# What is being asked
What you give back should match the entries below character for character.

### Information shown

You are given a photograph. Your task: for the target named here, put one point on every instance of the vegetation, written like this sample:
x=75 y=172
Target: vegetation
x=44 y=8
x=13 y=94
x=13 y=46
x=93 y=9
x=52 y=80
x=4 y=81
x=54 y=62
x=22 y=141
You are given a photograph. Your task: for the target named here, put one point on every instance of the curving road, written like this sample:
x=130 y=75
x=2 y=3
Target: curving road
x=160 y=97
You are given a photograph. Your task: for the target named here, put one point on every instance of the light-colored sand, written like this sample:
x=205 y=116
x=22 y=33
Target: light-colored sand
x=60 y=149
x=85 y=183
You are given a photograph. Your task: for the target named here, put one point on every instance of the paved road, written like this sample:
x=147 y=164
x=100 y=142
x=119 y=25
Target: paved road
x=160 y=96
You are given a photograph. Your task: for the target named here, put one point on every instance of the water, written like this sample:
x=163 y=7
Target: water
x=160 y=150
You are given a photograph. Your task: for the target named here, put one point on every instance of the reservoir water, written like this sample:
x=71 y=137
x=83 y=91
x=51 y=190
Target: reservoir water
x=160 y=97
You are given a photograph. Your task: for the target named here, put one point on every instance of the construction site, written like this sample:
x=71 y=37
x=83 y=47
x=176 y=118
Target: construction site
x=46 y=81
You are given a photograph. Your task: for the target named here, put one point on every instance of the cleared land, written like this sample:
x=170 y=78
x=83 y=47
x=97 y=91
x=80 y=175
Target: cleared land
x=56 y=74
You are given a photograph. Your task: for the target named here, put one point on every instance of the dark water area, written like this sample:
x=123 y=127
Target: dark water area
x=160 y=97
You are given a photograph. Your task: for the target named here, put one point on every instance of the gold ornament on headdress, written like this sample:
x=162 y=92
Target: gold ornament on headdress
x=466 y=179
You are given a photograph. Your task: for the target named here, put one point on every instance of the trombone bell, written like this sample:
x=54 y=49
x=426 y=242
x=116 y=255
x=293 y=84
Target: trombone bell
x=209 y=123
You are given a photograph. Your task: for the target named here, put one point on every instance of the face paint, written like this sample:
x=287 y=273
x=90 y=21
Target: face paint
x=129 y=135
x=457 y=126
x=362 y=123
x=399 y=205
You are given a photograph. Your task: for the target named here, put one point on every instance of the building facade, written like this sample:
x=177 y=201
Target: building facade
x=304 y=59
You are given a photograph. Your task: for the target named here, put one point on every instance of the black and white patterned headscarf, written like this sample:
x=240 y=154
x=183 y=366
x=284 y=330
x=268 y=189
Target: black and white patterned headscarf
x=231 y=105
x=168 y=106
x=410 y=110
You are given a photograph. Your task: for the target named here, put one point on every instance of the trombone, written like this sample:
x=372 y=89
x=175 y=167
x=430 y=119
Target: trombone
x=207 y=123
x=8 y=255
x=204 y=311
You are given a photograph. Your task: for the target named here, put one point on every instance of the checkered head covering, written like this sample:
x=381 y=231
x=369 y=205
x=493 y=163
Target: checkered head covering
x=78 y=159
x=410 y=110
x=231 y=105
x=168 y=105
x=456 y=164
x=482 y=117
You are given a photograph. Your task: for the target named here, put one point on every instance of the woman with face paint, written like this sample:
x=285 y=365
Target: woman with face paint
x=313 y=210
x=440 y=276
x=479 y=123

######

# Final answer
You are given a photograph. Your task: for the target named here, put one point on every instance of the vegetation, written like this sample:
x=75 y=172
Target: vegetation
x=44 y=8
x=13 y=94
x=13 y=46
x=93 y=9
x=52 y=80
x=4 y=81
x=54 y=62
x=22 y=141
You are given a photograph. Your task: for the target named here, put one point on every instance of the curving road, written like this sample:
x=130 y=75
x=2 y=3
Target: curving road
x=160 y=97
You are given a photograph. Your task: for the target named here, put one point on every instance of the light-colored sand, written like this sample:
x=205 y=116
x=22 y=33
Target: light-colored sand
x=60 y=149
x=85 y=183
You are given a photograph. Your task: for the target named here, put one point on every instance of the paved road, written like this sample:
x=147 y=164
x=100 y=142
x=119 y=25
Target: paved road
x=160 y=96
You are given a photograph. Your task: for the target named here, put one point on every instance of the water, written like this sample:
x=163 y=7
Target: water
x=160 y=150
You are given a photograph. Your task: for the target named here, put one point on every instance of the reservoir water, written like this sample:
x=71 y=137
x=83 y=91
x=51 y=190
Target: reservoir water
x=160 y=97
You are given a photograph. Your task: for the target named here, put one point on every instance of the construction site, written like this sample:
x=71 y=37
x=83 y=47
x=176 y=118
Target: construction site
x=46 y=81
You are given a photograph. Your task: for the target named here, put one point on every instance of the cleared land, written like this sample:
x=170 y=78
x=83 y=47
x=97 y=91
x=80 y=175
Target: cleared land
x=56 y=74
You are given a photograph. Your task: for the target named here, put one point on every instance of the dark water area, written like this sample:
x=123 y=127
Target: dark water area
x=160 y=97
You are given a photograph. Your task: for the target named here, put one point on every instance of the gold ornament on headdress, written like this sample:
x=162 y=92
Target: gold ornament on headdress
x=466 y=179
You are given a photograph. Your task: for the target named here, put one point on every instance of the trombone bell, written like this sample:
x=54 y=49
x=426 y=242
x=116 y=255
x=293 y=84
Target: trombone bell
x=209 y=123
You are given a photograph. Your task: for the target named here, put one point on every instance of the face paint, written like this sample:
x=287 y=273
x=90 y=21
Target: face paint
x=129 y=135
x=457 y=126
x=362 y=123
x=399 y=205
You are given a photograph. Your task: for the target named here, put one point on every instance of the building facade, written like this sample:
x=177 y=201
Target: building facade
x=304 y=59
You are given a photograph. Your task: for the target named here, put one point on every instance of the black and white patterned headscarf, written like this sample:
x=240 y=154
x=183 y=366
x=284 y=330
x=268 y=189
Target: black and white patterned headscarf
x=231 y=105
x=168 y=106
x=410 y=110
You are given a photograph. Your task: for the target named here, put one point on every instance of the trombone, written like this sample:
x=372 y=89
x=175 y=167
x=430 y=119
Target: trombone
x=207 y=123
x=8 y=255
x=204 y=311
You are given a photograph. Your task: for the target named here, put one point on every instance of the checkered head covering, written like this sample:
x=381 y=231
x=369 y=205
x=493 y=163
Target: checkered head covering
x=78 y=159
x=410 y=110
x=231 y=105
x=168 y=105
x=456 y=164
x=482 y=117
You are given a photograph. Your task: for the target named here, put one point on every instance of the woman with face paint, written like this sample:
x=285 y=365
Target: woman with face paint
x=313 y=210
x=440 y=276
x=479 y=123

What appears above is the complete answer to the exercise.